===== Data provided =====

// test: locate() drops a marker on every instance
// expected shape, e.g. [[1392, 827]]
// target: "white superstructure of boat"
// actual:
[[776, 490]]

=====
===== Data provided =====

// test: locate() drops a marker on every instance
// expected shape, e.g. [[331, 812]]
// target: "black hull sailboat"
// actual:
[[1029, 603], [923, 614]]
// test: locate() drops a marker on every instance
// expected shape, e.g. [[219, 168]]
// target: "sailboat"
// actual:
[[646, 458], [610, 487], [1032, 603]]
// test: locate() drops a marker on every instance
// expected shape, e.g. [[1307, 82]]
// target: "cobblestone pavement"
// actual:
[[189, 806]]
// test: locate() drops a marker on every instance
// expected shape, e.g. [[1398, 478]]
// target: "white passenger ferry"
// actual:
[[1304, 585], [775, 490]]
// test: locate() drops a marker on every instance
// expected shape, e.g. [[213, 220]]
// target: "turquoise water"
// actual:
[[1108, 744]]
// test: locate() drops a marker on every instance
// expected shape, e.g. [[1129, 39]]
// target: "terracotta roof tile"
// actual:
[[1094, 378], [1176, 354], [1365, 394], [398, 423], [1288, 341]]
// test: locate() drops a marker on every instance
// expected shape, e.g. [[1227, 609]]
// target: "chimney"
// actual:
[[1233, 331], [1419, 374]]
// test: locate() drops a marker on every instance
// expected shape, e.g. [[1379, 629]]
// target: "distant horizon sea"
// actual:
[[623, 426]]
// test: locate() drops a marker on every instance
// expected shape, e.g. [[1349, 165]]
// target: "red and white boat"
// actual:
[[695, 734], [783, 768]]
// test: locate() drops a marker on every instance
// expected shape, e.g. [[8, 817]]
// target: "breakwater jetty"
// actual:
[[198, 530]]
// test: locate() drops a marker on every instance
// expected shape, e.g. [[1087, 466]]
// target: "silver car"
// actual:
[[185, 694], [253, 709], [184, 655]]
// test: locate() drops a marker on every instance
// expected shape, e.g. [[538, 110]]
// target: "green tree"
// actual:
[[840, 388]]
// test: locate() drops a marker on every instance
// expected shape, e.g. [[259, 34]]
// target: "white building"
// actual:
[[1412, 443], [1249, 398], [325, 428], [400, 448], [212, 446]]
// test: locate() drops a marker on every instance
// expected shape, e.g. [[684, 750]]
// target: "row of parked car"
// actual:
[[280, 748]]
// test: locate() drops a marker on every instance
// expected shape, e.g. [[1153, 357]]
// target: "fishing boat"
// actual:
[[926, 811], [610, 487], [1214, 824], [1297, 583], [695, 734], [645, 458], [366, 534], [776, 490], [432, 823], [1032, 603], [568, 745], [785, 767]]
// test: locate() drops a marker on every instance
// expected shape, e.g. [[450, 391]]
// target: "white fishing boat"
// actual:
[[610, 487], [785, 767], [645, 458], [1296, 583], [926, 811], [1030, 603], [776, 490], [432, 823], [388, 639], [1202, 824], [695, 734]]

=====

◆ **The task**:
Your task is to copy each line of the listing that holds the word "fishing".

◆ **Result**:
// target: "fishing boat"
// target: "white fishing boat"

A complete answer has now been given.